*** EXTRAIT FOURNI ***

Si tu me réponds “du hasard », tu es un mécréant,
car tu ne reconnais pas ton Créateur,
plein d’ingratitude envers Celui qui t’a tout donné. »
– … Saint Ambroise de Milan (lui qui a donné le baptême à Saint Augustin) :
« Ce n’est pas de ton bien que tu distribues au pauvre. …
La terre appartient à tous et non aux riches. »
Plus récent celui-là … qui n’est pas « père de l’Église » … le bienheureux Frédéric Ozanam (dans les
années 1850) (fondateur de la Société St Vincent de Paul) :
« Vous les pauvres, vous êtes nos maîtres et nous serons vos serviteurs.
Vous êtes pour nous les images sacrées de ce Dieu que nous ne voyons pas.
Et ne sachant pas l’aimer autrement, nous l’aimerons en vos personnes ».
Trois passages de la Bible, d’autres des Pères de l’Église, un d’un serviteur plus récent, …
j’aurai pu choisir … l’Abbé Pierre, le Père Joseph Wresinski – fondateur d’ATD Quart-Monde. …
Je pointe maintenant quelques enseignements des papes pendant les 130 dernières années.
J’en ai choisi plusieurs qui me parlent.
1891 : Léon XIII écrit l’encyclique « Rerum Novarum » = « des choses nouvelles » …
Il invite à être attentif à « la misère et la pauvreté qui pèsent sur la majeure partie de la classe
ouvrière ». Dit-il.

*** DONNÉES FOURNIES ***

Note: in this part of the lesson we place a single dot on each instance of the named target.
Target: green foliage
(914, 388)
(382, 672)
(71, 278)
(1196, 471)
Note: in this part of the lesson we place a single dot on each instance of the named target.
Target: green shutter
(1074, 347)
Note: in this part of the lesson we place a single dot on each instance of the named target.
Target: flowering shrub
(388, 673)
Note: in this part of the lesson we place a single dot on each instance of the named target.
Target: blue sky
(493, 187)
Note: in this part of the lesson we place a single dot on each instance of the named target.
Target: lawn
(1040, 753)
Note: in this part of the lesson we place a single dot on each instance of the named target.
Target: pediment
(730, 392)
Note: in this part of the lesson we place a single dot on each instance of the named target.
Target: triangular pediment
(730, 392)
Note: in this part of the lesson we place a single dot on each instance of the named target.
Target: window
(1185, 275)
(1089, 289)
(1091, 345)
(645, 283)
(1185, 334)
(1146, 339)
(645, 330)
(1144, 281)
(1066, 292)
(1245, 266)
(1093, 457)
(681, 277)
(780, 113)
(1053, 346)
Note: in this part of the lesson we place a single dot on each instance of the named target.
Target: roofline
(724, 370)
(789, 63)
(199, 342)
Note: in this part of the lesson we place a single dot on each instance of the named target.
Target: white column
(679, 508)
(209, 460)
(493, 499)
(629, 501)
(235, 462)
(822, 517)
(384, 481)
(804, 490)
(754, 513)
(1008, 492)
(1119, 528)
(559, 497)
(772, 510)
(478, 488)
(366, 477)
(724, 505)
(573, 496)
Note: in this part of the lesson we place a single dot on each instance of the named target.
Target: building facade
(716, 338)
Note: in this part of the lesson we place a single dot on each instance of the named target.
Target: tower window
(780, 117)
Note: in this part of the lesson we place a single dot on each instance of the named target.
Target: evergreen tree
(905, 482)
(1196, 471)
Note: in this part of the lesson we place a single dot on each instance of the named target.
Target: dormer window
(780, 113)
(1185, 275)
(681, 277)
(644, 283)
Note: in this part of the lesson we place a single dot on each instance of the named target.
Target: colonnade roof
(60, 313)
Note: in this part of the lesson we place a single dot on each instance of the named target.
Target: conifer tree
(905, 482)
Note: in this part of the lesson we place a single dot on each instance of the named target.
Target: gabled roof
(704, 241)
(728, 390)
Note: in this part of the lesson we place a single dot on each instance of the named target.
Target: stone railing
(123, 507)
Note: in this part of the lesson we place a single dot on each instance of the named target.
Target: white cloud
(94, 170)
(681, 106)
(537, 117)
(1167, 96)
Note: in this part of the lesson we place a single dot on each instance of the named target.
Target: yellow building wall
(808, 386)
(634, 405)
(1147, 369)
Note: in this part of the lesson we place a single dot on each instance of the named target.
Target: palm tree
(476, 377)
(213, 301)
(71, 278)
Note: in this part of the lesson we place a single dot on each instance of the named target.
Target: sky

***

*CONSIGNES*
1. Extrayez des enregistrements chaque ligne qui contient le mot « white », en tenant compte de la casse.
2. Poursuivez le texte sur la pauvreté dans l'enseignement chrétien au-delà de sa dernière phrase.

*RÉPONSES*
1.
Target: white column
Target: white cloud

2.
Il encourage le syndicalisme chrétien. Des mouvements d’action catholique spécialisés vont naître,
à la fois pour les adultes et les jeunes. Il parle de justes salaires, de droit au repos, de dimanches …
(n’est ce pas d’actualité … ?)
70 années après Léon XIII, en 1961, je passe à « Mater et Magistra » écrit par le Pape Saint Jean XXIII :
Oui, l’Église est « Mère et éducatrice » de tous les peuples …
Elle « veille avec une providence maternelle sur la vie des personnes et des peuples, respectant avec
soin leur dignité. »
Le Saint Pape Jean invite à relire les structures en place pour plus de vérité, de justice et d’amour.
1963 … c’est encore lui, le Pape St Jean XXIII, qui écrit l’encyclique « Pacem in terris » « La paix sur la
terre » !!! « à tous les hommes de bonne volonté croyants ou incroyants ».
1963, en plein contexte de guerre froide … afin « que les conflits ne soient pas résolus par les armes,
mais plutôt par la négociation ».
Encore l’actualité … nous tous, nous tentons d’écouter les nouvelles, les commentaires
d’intervenants que je pense sérieux et compétents. Des « artisans de paix » peut-être ?
« Pacem in terris » englobe de multiples questions : la paix bien sûr, et le désarmement, et le
développement, le dialogue avec les non-chrétiens, le travail, les pouvoirs publics, l’immigration.
Il n’y a là que du respect des personnes à développer.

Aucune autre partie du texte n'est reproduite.